Problems to work on:
(a) Summarize the family memoir passage in two sentences.
(b) Write the next part of the family memoir, picking up after its final sentence.
──────── Source document
The Christmas I received the timer, the children got a huge family wagon, which held all four children with a squeeze and a giggle. After Christmas we all went shopping at the grocery store and the children rode up town. But they had to walk home; the groceries took pride of place. That was a tough job for their Dad, especially in the areas where a neighbor hadn’t yet shoveled their front path.


After the snow thawed that winter, at the insistence of the children I got to ride in the wagon at the front of the house, while they all took turns to pull me. Admittedly, it was a warmer ride than sledding on the hill in the snow. That large, family-sized wagon came in mighty handy whenever we were between cars, which was quite often.


For a person who started out married life with little knowledge of cooking, baking days became some of my most cherished memories. The family was wonderful about my failures: of which there were many! I had at least learned the art of gravy and sauce making. When it was a savory failure, I made gravy, added pasta and called it a casserole. If my cake had flopped, I made custard and called it pudding. Each one was given a new name. The family often requested I repeat some of my failures because they thought they were so good. I had been seriously contemplating writing a cookbook titled, the four F’s. The Frost Family’s Favorite Failures.’


On one occasion, Marian came over to teach me how to make egg noodles. I had a lot to learn about cooking, but all I needed to do when I needed help was ask my friends, they were wonderful about sharing their favorite recipes. The egg noodles were such a hit but, three weeks of noodles cooked a dozen different ways was more than the family could stand, they requested I stop making them; they wanted something like one of my wonderful failures again.
────────────────
──────── Supplied entries
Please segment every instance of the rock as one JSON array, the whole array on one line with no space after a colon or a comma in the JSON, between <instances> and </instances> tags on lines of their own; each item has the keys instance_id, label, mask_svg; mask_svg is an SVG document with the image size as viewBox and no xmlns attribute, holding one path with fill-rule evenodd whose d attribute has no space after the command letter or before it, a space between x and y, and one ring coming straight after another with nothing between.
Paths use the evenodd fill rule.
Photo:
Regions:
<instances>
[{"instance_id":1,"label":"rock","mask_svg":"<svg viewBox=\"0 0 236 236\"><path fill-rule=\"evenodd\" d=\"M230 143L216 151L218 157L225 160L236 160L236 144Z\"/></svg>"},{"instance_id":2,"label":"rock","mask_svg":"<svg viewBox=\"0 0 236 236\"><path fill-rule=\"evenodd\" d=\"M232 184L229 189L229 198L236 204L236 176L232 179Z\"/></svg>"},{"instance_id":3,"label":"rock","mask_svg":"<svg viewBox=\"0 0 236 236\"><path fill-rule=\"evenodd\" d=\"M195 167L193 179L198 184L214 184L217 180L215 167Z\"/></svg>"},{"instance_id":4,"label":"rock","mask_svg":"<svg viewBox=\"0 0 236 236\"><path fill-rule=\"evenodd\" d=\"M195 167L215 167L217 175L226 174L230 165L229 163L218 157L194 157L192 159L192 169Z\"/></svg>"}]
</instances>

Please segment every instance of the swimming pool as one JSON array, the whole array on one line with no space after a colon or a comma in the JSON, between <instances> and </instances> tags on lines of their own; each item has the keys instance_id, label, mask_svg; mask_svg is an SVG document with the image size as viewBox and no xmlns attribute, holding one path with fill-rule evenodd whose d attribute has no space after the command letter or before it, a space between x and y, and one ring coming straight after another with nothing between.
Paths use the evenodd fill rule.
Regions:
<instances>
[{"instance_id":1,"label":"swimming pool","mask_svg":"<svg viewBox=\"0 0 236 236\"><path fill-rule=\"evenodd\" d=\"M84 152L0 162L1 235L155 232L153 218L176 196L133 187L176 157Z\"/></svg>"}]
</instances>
────────────────
Responses per task:
(a) A large family wagon the children received one Christmas carried them up town and then carried the groceries home, and it came in handy whenever the family was between cars. Baking days became cherished memories for the narrator, who turned cooking failures into renamed dishes the family often requested, and after a friend taught egg noodle making, weeks of noodles led the family to ask for the failures again.

(b)
They were some of our lighter moments, but I also remember the harrowing times.


Jerilyn, our first-born, who was smothered, rather than mothered with so much attention, had taken ill. She was an easy child to care for, but as we were learning the new skill of child rearing, Jerilyn bore the brunt of our ignorance. She was our guinea piglet!


I had failed to make sure she had ample fluids when she had an upset tummy, and she was unable to get any liquid past her throat without throwing up. I was devastated at not being able to help her and needed to be hospitalized with acidosis. The spread of infection throughout the hospital made it impossible to stay overnight with her. The next day we found her spread-eagled, tied hand-and-foot to her hospital bed with a drip attached to her ankle. She was so very distressed! “I wet the bed and the nurse yelled at me,” she cried.


I was most upset when I saw her like that, and had a terse word with the head nurse. “What would a four-year-old child understand about being bound by the hands and feet with a needle attached to her foot and then being yelled at for wetting the bed!”


The nurse tried to calm me. I pleaded with the nurse to let me stay overnight; promising that I wouldn’t interfere with hospital routine and that I would sleep on the floor. She was sympathetic, but had to abide by hospital policy; her answer was still ‘NO’!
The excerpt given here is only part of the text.